What needs to be done: Only an exact, line-for-line copy of the data will serve as the answer.

Collection entries:
= Beginning of Section =

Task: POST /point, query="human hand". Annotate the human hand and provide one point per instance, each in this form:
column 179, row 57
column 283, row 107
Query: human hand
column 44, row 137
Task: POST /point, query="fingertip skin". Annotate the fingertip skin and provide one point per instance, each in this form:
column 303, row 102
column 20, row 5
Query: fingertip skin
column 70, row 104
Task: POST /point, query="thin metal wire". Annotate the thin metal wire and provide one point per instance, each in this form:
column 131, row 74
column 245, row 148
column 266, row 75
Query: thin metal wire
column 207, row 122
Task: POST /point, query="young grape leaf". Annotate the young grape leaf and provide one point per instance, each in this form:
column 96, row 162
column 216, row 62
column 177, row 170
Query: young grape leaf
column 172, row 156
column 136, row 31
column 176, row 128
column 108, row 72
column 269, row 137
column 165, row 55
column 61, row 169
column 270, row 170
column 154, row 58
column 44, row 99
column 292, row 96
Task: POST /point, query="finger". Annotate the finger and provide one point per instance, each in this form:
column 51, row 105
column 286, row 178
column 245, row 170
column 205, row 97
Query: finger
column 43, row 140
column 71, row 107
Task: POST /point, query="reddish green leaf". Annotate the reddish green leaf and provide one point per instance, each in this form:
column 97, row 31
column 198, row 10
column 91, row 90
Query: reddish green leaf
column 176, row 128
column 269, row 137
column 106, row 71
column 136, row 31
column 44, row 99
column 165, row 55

= End of Section =

Your response:
Task: POST /point, query="human hand". Annotate the human hand and provide one point per instance, each in this form:
column 179, row 57
column 283, row 107
Query: human hand
column 44, row 137
Task: POST /point, query="fingertip skin". Annotate the fingertip skin and provide one point per instance, each in this form:
column 303, row 102
column 20, row 5
Query: fingertip skin
column 70, row 104
Task: POST /point, query="thin metal wire". Annotate the thin metal wire and provide one point per instance, each in this form:
column 131, row 74
column 245, row 148
column 266, row 75
Query: thin metal wire
column 207, row 122
Task: POST /point, query="young grape leaf". Annotate the young grape leaf and provide one point per instance, each in this form:
column 96, row 162
column 216, row 62
column 177, row 170
Query: young grape leaf
column 172, row 156
column 136, row 31
column 176, row 128
column 108, row 72
column 269, row 137
column 165, row 55
column 61, row 169
column 270, row 170
column 154, row 58
column 44, row 99
column 292, row 96
Task: POST /point, query="finger". Annotate the finger and provide one point per instance, each in this form:
column 51, row 105
column 286, row 178
column 245, row 170
column 205, row 97
Query: finger
column 43, row 140
column 71, row 107
Task: POST /point, query="reddish green leaf". Annotate the reddish green leaf and provide one point per instance, each in this form:
column 97, row 31
column 198, row 10
column 91, row 90
Query: reddish green leaf
column 176, row 128
column 269, row 137
column 106, row 71
column 136, row 31
column 44, row 99
column 165, row 55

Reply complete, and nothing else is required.